[Saved entries]
• • •

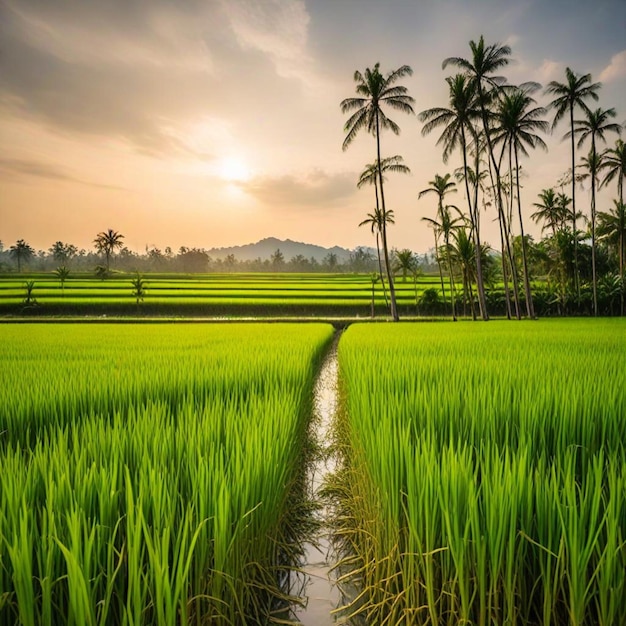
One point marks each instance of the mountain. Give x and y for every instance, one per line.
x=266, y=247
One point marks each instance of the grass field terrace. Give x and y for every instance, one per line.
x=152, y=474
x=484, y=472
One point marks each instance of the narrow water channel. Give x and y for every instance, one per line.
x=322, y=594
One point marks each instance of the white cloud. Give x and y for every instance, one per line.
x=317, y=188
x=615, y=69
x=278, y=28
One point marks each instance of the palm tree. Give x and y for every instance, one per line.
x=551, y=211
x=405, y=262
x=568, y=96
x=106, y=242
x=612, y=228
x=591, y=166
x=615, y=162
x=463, y=254
x=459, y=131
x=485, y=61
x=518, y=123
x=374, y=91
x=446, y=226
x=595, y=125
x=369, y=176
x=21, y=252
x=62, y=273
x=441, y=185
x=375, y=222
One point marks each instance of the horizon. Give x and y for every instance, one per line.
x=210, y=124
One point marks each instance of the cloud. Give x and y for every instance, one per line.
x=615, y=69
x=24, y=168
x=142, y=72
x=317, y=189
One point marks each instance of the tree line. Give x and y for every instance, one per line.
x=109, y=254
x=490, y=125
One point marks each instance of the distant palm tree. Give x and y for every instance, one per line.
x=106, y=242
x=459, y=132
x=518, y=122
x=614, y=161
x=595, y=125
x=568, y=96
x=440, y=185
x=463, y=254
x=405, y=263
x=551, y=211
x=62, y=273
x=374, y=91
x=369, y=176
x=612, y=229
x=485, y=61
x=375, y=222
x=21, y=252
x=446, y=226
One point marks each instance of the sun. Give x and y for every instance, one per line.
x=234, y=169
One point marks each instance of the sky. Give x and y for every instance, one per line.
x=212, y=123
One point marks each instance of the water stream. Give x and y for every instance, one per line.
x=319, y=588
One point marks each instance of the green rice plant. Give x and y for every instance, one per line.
x=149, y=473
x=482, y=474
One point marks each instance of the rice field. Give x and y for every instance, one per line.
x=151, y=474
x=210, y=294
x=484, y=473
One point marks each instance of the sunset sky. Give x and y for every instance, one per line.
x=216, y=122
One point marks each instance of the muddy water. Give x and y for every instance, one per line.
x=321, y=593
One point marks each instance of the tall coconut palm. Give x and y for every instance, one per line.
x=518, y=122
x=446, y=226
x=568, y=96
x=551, y=211
x=375, y=91
x=485, y=61
x=440, y=185
x=459, y=132
x=463, y=254
x=612, y=228
x=405, y=262
x=614, y=161
x=106, y=242
x=21, y=252
x=375, y=222
x=369, y=176
x=595, y=125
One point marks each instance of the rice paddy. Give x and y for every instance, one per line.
x=484, y=473
x=210, y=294
x=154, y=474
x=151, y=474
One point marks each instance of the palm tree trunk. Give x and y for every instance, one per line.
x=576, y=274
x=380, y=268
x=498, y=184
x=451, y=280
x=530, y=310
x=475, y=222
x=392, y=293
x=443, y=289
x=507, y=296
x=594, y=278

• • •

**PROBLEM**
Every entry above needs to be copied exactly, and no pictures go with it.

**REPLY**
One point marks each instance of the mountain. Give x and y for every instance, one per line.
x=266, y=247
One point marks each instance of the grass field terrace. Give x and y for every instance, one per line.
x=152, y=474
x=484, y=472
One point marks each instance of the narrow water channel. Give x and y for every instance, one per line.
x=322, y=594
One point marks each instance of the white cloud. Give x and y for every instance, one per line.
x=317, y=188
x=615, y=69
x=278, y=28
One point marks each instance of the palm tree. Give x and y for every instance, one per line.
x=551, y=211
x=405, y=262
x=568, y=96
x=106, y=242
x=612, y=228
x=591, y=166
x=615, y=162
x=463, y=254
x=459, y=131
x=485, y=61
x=518, y=123
x=374, y=91
x=446, y=226
x=595, y=125
x=369, y=176
x=21, y=252
x=62, y=273
x=441, y=185
x=375, y=222
One point marks each instance of the horizon. Give x and y for every instance, one per line.
x=210, y=124
One point marks each instance of the cloud. Give x and y for every instance, one per line.
x=615, y=69
x=24, y=168
x=142, y=72
x=317, y=189
One point marks each instance of the tree line. Give x and y for every instance, one per line.
x=109, y=254
x=490, y=125
One point marks each instance of the distant palm tree. Give x and y for every instance, one per line.
x=106, y=242
x=459, y=132
x=518, y=122
x=614, y=161
x=595, y=125
x=568, y=96
x=440, y=185
x=463, y=254
x=405, y=263
x=551, y=211
x=62, y=273
x=374, y=91
x=369, y=176
x=612, y=229
x=485, y=61
x=375, y=222
x=21, y=252
x=446, y=226
One point marks each instance of the sun. Give x and y for every instance, one per line.
x=234, y=169
One point marks each instance of the sky. Give x and y for every instance, one per line.
x=212, y=123
One point marks each instance of the water stream. Give x and y for every instance, one per line.
x=319, y=588
One point marks each instance of the green rice plant. Give x and y for every instance, one per line.
x=149, y=473
x=482, y=474
One point marks each instance of the rice field. Give x and y for every instance, one per line.
x=151, y=474
x=210, y=294
x=484, y=473
One point marks each instance of the sunset sky. Give x and y for every instance, one per line.
x=216, y=122
One point marks each instance of the muddy water. Give x and y for every instance, one per line.
x=321, y=593
One point marks each instance of the tall coconut palm. Give x and y for every instance, one per line.
x=518, y=122
x=446, y=226
x=568, y=96
x=551, y=211
x=375, y=91
x=485, y=61
x=440, y=185
x=459, y=132
x=463, y=254
x=612, y=228
x=405, y=262
x=614, y=161
x=106, y=242
x=21, y=252
x=375, y=222
x=369, y=176
x=595, y=125
One point marks each instance of the rice paddy. Give x and y for every instance, one per line.
x=484, y=473
x=210, y=294
x=154, y=474
x=151, y=474
One point marks each instance of the palm tree trunk. Give x and y for every instance, one per line.
x=576, y=274
x=380, y=268
x=498, y=184
x=451, y=280
x=530, y=310
x=475, y=222
x=392, y=293
x=443, y=289
x=507, y=296
x=594, y=278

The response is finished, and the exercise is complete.